#### [Set exercise]
Count the lines in the listing below that contain the string "sticky", with case counting. Reply with the number alone.

#### [Raw listing]
[Start]

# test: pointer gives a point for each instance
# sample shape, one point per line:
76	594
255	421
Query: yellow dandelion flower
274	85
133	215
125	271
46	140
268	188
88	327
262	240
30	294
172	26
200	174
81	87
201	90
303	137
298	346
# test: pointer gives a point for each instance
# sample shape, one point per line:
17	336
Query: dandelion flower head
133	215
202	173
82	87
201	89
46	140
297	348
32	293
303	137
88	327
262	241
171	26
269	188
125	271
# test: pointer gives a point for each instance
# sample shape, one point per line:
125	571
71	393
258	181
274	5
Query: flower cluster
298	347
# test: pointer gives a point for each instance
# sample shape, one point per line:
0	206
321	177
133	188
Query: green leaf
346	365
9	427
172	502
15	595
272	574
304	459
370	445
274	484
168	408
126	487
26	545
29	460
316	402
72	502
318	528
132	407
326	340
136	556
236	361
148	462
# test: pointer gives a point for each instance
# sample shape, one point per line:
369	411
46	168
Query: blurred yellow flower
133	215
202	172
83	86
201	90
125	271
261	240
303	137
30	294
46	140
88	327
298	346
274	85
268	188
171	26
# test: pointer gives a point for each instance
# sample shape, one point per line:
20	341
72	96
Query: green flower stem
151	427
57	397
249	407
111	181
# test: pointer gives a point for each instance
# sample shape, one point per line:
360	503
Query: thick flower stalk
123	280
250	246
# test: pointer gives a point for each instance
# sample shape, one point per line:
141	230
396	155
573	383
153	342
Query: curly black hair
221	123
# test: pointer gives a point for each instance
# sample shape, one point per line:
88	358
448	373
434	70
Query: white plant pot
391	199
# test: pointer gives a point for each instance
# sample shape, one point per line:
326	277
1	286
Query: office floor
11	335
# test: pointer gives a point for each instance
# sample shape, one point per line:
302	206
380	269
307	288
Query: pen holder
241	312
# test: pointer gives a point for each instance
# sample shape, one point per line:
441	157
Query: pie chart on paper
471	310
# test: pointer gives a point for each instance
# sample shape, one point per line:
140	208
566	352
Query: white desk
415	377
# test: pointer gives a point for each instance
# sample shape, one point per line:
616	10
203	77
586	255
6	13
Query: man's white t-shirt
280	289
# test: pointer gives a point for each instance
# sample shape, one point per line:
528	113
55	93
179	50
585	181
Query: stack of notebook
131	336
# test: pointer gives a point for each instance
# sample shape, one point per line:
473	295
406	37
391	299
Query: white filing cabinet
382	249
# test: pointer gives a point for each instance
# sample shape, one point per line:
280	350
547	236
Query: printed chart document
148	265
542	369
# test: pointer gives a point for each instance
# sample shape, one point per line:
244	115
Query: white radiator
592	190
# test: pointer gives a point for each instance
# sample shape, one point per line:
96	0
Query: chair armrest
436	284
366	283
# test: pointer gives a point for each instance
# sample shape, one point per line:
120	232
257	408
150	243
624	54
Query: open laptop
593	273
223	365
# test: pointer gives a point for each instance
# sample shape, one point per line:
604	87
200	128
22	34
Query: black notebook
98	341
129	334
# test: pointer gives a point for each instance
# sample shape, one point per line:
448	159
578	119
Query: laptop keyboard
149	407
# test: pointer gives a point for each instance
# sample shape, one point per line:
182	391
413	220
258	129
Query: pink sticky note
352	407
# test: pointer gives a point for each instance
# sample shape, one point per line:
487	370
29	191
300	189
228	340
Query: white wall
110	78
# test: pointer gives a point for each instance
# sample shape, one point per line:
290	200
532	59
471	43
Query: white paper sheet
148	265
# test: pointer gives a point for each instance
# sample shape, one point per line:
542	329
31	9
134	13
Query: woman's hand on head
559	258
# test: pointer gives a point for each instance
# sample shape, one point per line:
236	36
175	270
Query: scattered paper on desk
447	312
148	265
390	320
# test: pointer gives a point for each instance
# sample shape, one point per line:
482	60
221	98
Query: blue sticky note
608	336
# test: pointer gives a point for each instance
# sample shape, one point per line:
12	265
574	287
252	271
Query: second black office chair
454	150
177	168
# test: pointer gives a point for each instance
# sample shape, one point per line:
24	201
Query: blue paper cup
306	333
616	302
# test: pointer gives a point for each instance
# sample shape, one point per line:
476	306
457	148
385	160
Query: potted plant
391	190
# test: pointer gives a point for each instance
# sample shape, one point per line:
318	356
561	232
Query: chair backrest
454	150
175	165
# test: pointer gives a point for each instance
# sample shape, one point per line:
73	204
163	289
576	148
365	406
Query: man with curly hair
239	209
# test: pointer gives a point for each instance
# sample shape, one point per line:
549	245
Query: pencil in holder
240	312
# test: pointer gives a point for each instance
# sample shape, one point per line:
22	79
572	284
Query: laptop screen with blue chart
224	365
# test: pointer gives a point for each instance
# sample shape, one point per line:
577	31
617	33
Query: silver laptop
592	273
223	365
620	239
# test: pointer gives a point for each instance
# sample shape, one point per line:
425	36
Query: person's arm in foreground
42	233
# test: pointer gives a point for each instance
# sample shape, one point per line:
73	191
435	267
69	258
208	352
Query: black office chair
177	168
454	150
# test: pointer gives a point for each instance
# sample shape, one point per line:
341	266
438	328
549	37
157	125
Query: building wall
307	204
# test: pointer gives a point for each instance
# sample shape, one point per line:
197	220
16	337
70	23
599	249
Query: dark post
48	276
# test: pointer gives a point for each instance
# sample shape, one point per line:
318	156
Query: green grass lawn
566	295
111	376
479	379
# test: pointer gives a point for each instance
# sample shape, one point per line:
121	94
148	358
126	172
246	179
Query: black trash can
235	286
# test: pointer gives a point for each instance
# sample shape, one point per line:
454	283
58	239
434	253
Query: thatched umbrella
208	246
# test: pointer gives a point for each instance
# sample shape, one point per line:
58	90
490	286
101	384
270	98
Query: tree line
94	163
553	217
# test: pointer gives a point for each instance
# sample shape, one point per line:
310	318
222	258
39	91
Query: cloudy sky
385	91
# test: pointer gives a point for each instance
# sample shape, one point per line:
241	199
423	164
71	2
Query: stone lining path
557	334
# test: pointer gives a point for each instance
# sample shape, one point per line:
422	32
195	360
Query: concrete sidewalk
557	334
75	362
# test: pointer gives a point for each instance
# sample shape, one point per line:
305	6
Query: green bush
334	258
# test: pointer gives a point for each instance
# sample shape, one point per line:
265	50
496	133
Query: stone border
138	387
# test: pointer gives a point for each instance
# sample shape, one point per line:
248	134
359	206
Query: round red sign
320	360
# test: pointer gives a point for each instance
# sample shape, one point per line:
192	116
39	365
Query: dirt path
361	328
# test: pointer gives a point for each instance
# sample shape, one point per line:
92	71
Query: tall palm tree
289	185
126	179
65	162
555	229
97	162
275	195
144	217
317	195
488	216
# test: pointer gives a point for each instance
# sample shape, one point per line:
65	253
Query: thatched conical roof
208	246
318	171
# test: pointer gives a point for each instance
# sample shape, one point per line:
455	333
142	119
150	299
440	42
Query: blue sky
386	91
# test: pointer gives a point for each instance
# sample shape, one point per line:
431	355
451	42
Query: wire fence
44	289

[End]

#### [Exercise solution]
2